Your output must match the records exactly, line for line.

───── Task data ─────

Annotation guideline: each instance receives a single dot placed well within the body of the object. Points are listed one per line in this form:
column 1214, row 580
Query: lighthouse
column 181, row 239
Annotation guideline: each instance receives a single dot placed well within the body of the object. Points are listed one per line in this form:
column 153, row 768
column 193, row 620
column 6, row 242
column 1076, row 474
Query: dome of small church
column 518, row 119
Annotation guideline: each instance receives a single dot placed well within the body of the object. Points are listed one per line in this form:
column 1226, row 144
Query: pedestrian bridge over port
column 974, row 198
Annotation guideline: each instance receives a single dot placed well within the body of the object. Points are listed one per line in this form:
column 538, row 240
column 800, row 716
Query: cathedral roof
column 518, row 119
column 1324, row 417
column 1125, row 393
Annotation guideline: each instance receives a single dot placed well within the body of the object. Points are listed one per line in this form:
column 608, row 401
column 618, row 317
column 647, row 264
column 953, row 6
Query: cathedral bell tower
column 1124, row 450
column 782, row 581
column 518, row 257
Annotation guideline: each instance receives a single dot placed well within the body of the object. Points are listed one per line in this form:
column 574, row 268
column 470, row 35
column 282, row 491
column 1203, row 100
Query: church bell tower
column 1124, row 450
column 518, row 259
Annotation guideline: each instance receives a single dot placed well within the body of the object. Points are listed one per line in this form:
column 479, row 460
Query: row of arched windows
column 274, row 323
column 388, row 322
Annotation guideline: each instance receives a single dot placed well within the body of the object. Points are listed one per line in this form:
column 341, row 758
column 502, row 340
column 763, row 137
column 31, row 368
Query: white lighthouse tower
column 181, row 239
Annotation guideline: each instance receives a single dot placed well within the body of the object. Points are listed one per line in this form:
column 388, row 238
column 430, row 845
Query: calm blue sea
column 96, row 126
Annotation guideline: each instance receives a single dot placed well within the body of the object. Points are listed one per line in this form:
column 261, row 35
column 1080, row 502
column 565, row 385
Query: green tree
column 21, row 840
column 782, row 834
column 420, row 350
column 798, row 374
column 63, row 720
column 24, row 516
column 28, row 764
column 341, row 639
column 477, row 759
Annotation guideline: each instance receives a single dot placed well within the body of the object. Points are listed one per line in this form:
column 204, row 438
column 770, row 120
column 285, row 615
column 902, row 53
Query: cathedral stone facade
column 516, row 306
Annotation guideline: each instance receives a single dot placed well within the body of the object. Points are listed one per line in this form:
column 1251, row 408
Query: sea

─────

▶ [Exercise answer]:
Annotation guideline: each instance receives a single dot placed well within the body of the object. Points are listed one per line in this form:
column 1214, row 580
Query: lighthouse
column 181, row 239
Annotation guideline: each instance receives a single dot placed well within the body of the object. Points are listed one per line in this form:
column 153, row 768
column 193, row 620
column 6, row 242
column 1076, row 474
Query: dome of small church
column 518, row 119
Annotation guideline: each instance receives a single dot placed well within the body of the object. Points are listed one per line in this form:
column 1226, row 144
Query: pedestrian bridge over port
column 974, row 198
Annotation guideline: each instance receives a single dot placed well within the body of the object. Points are listed one per line in this form:
column 538, row 240
column 800, row 716
Query: cathedral roof
column 518, row 119
column 1324, row 417
column 1125, row 393
Annotation guideline: each instance receives a single dot placed well within the body of the object. Points are listed one per line in this form:
column 608, row 401
column 618, row 317
column 647, row 264
column 953, row 6
Query: cathedral bell tower
column 1124, row 450
column 782, row 581
column 518, row 257
Annotation guideline: each instance receives a single dot placed well within the body of the object. Points are listed one per line in this form:
column 574, row 268
column 470, row 35
column 282, row 491
column 1203, row 100
Query: church bell tower
column 1124, row 450
column 518, row 259
Annotation guideline: each instance receives a single dot placed well within the body of the object. Points are listed one per line in this form:
column 479, row 460
Query: row of arched windows
column 274, row 323
column 388, row 322
Annotation guideline: each instance receives a single dot placed well within the body of the object. Points are listed one per line in this form:
column 341, row 758
column 502, row 340
column 763, row 137
column 31, row 368
Query: white lighthouse tower
column 181, row 239
Annotation guideline: each instance receives a single dot placed well within the body of the object. Points are listed one per line in this form:
column 388, row 238
column 430, row 845
Query: calm blue sea
column 96, row 126
Annotation guideline: each instance receives a single dot placed well within the body of the object. Points are listed one per line in this form:
column 261, row 35
column 1080, row 502
column 565, row 385
Query: green tree
column 21, row 840
column 782, row 834
column 420, row 350
column 798, row 374
column 63, row 720
column 24, row 516
column 28, row 764
column 341, row 639
column 477, row 759
Annotation guideline: each instance receives a single dot placed well within the body of the object. Points are listed one per line in this form:
column 204, row 438
column 770, row 120
column 285, row 615
column 902, row 53
Query: cathedral stone facade
column 516, row 306
Annotation guideline: each instance receives a single dot placed well within the body of the object. Points are listed one per line in this form:
column 1251, row 408
Query: sea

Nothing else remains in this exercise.